Stored data
-*-*-

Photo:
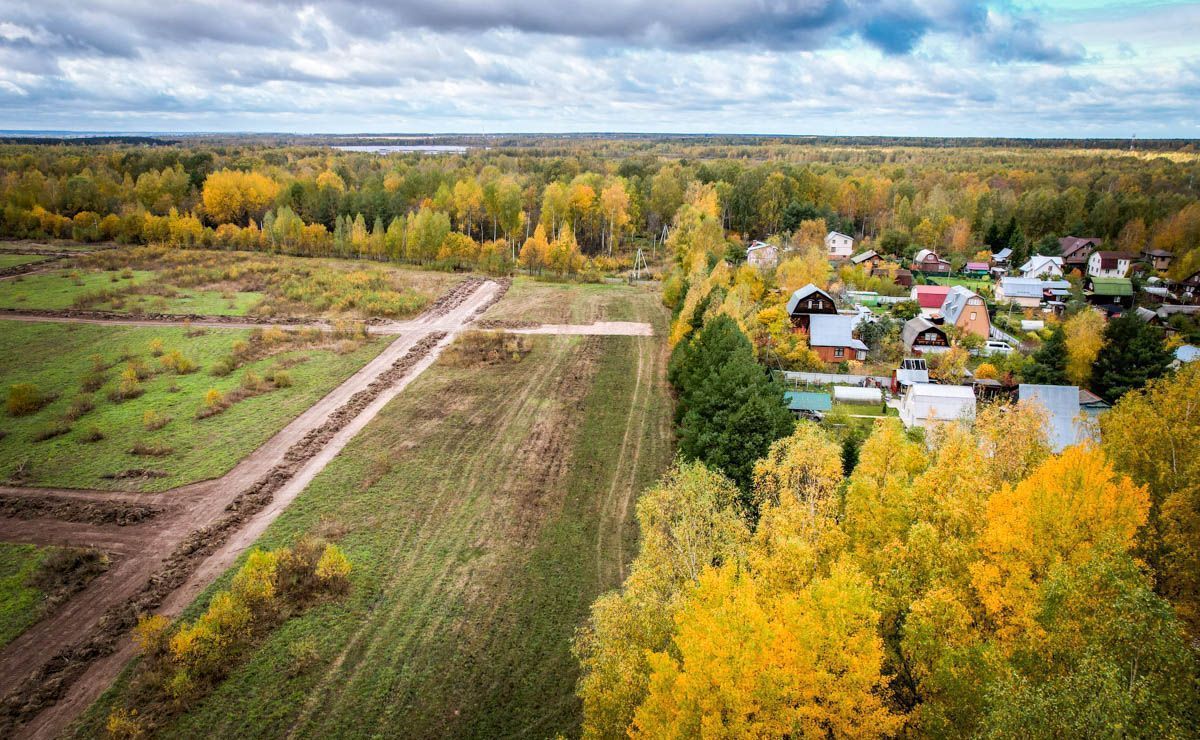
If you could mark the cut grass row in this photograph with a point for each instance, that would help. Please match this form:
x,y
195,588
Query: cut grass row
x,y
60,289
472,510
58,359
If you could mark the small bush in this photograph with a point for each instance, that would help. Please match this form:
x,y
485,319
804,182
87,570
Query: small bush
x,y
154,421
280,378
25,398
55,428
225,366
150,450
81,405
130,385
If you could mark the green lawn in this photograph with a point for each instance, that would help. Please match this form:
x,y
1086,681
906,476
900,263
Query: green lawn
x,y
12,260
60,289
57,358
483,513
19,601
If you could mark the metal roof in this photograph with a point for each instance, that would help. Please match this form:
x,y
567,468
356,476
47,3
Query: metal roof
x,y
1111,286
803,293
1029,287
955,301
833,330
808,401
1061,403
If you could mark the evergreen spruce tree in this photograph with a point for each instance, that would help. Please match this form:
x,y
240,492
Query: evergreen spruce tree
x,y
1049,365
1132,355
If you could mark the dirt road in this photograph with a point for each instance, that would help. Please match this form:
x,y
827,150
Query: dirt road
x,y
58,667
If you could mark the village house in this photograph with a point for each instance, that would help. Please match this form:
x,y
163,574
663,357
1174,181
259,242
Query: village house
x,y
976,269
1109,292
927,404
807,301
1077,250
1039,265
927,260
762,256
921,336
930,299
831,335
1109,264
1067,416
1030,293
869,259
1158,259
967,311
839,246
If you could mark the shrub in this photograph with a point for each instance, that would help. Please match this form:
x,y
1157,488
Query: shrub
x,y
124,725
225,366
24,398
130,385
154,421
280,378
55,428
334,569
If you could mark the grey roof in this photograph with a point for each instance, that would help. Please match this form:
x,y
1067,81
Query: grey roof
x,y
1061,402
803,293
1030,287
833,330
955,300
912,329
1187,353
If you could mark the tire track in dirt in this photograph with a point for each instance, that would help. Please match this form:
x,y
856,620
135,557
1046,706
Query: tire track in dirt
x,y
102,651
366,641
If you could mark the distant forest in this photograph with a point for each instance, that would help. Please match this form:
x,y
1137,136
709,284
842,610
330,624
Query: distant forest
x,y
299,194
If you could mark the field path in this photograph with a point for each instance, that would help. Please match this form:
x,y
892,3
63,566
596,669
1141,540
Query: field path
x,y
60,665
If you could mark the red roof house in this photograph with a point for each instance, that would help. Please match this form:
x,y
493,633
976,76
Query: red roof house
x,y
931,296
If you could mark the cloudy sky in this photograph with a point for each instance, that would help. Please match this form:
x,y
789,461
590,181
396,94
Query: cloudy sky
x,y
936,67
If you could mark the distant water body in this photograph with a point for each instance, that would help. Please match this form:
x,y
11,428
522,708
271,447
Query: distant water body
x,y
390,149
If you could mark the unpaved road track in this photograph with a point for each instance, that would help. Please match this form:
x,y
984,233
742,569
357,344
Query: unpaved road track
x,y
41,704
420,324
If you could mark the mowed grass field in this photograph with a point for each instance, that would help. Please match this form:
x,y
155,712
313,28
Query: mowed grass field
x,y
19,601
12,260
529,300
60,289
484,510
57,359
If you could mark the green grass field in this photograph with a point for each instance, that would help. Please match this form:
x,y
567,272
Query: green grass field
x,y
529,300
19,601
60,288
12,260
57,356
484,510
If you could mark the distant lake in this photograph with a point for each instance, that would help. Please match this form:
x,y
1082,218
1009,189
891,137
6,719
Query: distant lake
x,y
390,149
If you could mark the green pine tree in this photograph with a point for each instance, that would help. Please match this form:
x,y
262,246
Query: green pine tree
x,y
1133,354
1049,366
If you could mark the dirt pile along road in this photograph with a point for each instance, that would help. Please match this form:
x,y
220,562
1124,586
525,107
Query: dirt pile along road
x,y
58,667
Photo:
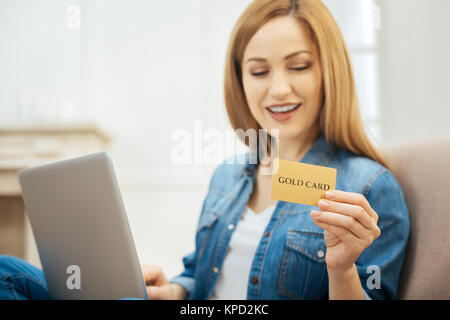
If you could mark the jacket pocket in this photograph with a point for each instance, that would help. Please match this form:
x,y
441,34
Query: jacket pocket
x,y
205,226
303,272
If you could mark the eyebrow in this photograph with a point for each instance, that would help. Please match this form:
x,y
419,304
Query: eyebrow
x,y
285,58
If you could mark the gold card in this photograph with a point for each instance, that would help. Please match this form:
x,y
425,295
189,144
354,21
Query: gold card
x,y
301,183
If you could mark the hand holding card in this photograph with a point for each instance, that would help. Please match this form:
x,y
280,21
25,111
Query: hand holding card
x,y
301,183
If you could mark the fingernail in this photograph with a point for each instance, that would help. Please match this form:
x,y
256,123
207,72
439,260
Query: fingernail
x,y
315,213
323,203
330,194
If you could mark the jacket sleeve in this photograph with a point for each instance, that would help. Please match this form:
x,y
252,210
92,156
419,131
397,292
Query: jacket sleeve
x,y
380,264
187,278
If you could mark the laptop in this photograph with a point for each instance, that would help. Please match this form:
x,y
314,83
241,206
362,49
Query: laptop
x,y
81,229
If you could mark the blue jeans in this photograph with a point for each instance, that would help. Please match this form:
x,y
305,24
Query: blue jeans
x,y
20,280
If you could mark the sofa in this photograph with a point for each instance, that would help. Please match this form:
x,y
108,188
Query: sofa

-*-*-

• What to work on: Pictures stay out; the data above is to be returned exactly.

• Reply to the exercise:
Photo:
If you could mark the cut grass row in this photograph with a point for each instance, that would help. Please match this form:
x,y
195,588
Query: cut grass row
x,y
60,289
472,510
58,359
If you could mark the small bush in this photograph with a point for each instance, that would help. Please match this form:
x,y
485,319
804,182
87,570
Query: small bush
x,y
154,421
280,378
25,398
55,428
225,366
150,450
81,405
130,385
If you could mark the green lawn in this photograph with a point for each instance, that would help. Please match this form:
x,y
1086,681
906,476
900,263
Query: green lawn
x,y
12,260
60,289
57,358
483,513
19,601
If you could mark the metal roof in this photograph with a point for each instance, that would help. Please match this form:
x,y
567,468
356,476
47,3
Query: metal roof
x,y
1111,286
803,293
1029,287
955,301
833,330
808,401
1061,403
If you could mark the evergreen spruce tree in this photograph with a point for each instance, that would help. Please match this form:
x,y
240,492
Query: evergreen spruce tree
x,y
1049,365
1132,355
If you could mark the dirt road in this photograph with a point for each instance, that would help. Please match this form:
x,y
827,150
Query: dirt road
x,y
58,667
If you could mark the village house in this photograph with a point for each instance, that would help. Please match this form:
x,y
163,574
663,357
1174,181
259,242
Query: village house
x,y
976,269
1109,292
927,404
807,301
1077,250
1039,265
927,260
762,256
921,336
930,299
831,335
1109,264
1067,416
1030,293
869,259
1158,259
967,311
839,246
If you could mark the shrub in this photograph with a point for each instance, that would help. Please match this form:
x,y
1157,488
Query: shrub
x,y
124,725
225,366
24,398
130,385
154,421
280,378
55,428
334,569
If you could mark the grey roof in this photograph with a point for each instance, that would help. Please match this form:
x,y
1067,81
Query: grey roof
x,y
1061,402
803,293
1030,287
833,330
955,300
912,329
1187,353
If you could mark the tire track in dirt in this photograph with a point for each instance, that would help. Please match this form:
x,y
856,620
135,557
1046,706
Query: tire track in dirt
x,y
102,651
366,641
If you could mark the distant forest in this photograph with a point for each instance, that would help. Please match this form:
x,y
1137,136
709,284
842,610
330,624
Query: distant forest
x,y
299,194
If you could mark the field path in this photograph with a point for each instance, that would help. Please match this form:
x,y
892,3
63,566
596,669
1141,540
Query: field path
x,y
60,665
If you could mark the red roof house in this photograph with a point for each instance, that would help. Please match this form:
x,y
493,633
976,76
Query: red roof house
x,y
931,296
If you could mark the cloudy sky in this photograph with a point for each instance, that would help. Please match this form:
x,y
789,461
590,181
396,94
Query: cloudy sky
x,y
936,67
If you could mark the distant water body in this photograph with a point for each instance, that would help. Please match this form:
x,y
11,428
522,708
271,447
Query: distant water body
x,y
390,149
If you could mark the unpaved road track in this photograph with a point for each instance, that would help. Please match this form:
x,y
984,233
742,569
357,344
Query: unpaved road track
x,y
41,704
420,324
If you could mark the mowed grass field in this photograph with a point for each instance, that would help. Please match this form:
x,y
155,712
313,28
Query: mowed grass field
x,y
19,601
12,260
529,300
60,289
484,510
57,359
If you could mark the green grass field in this photograph with a point for each instance, that would help. Please match this form:
x,y
567,272
Query: green grass field
x,y
529,300
19,601
60,288
12,260
57,356
484,510
If you could mark the distant lake in this photograph with a point for each instance, that would help. Please match this form:
x,y
1082,218
1009,189
891,137
6,719
Query: distant lake
x,y
390,149
If you could mark the green pine tree in this photograph with a point for each instance, that would help. Please match this form:
x,y
262,246
Query: green pine tree
x,y
1133,354
1049,366
If you could mark the dirt pile along road in this photograph with a point for each instance, that would help. Please match this form:
x,y
220,562
1124,586
525,107
Query: dirt pile along road
x,y
58,667
Photo:
If you could mark the jacket pocket in this photograph with a point for each instance, that would help. Please match this form:
x,y
441,34
Query: jacket pocket
x,y
205,226
303,272
If you could mark the eyebrow in this photograph with a point for each instance, that would help. Please match this form:
x,y
419,304
Query: eyebrow
x,y
285,58
If you could mark the gold card in this photograph with a point for each instance, that would help. Please match this form:
x,y
425,295
189,144
354,21
Query: gold card
x,y
301,183
If you could mark the hand holding card in this photograph with a point for each instance, that would help. Please match this form:
x,y
280,21
25,111
Query: hand holding card
x,y
301,183
If you could mark the fingernail in this photograph with a point for each instance, that would help. Please match this form:
x,y
256,123
207,72
439,260
Query: fingernail
x,y
315,213
323,203
330,194
If you could mark the jacket sleeve in this photograph with a point for each instance, that would help. Please match this form:
x,y
252,210
92,156
419,131
397,292
Query: jacket sleeve
x,y
380,264
187,278
If you could mark the laptop in this photograph with a point for each instance, that would help. Please match this form:
x,y
314,83
241,206
362,49
Query: laptop
x,y
81,229
If you could mark the blue jeans in this photograph with a point for each instance, that would help. Please match this form:
x,y
305,24
Query: blue jeans
x,y
20,280
If you could mark the sofa in this photograph with a point for each instance, that would help. Please match this form:
x,y
108,188
Query: sofa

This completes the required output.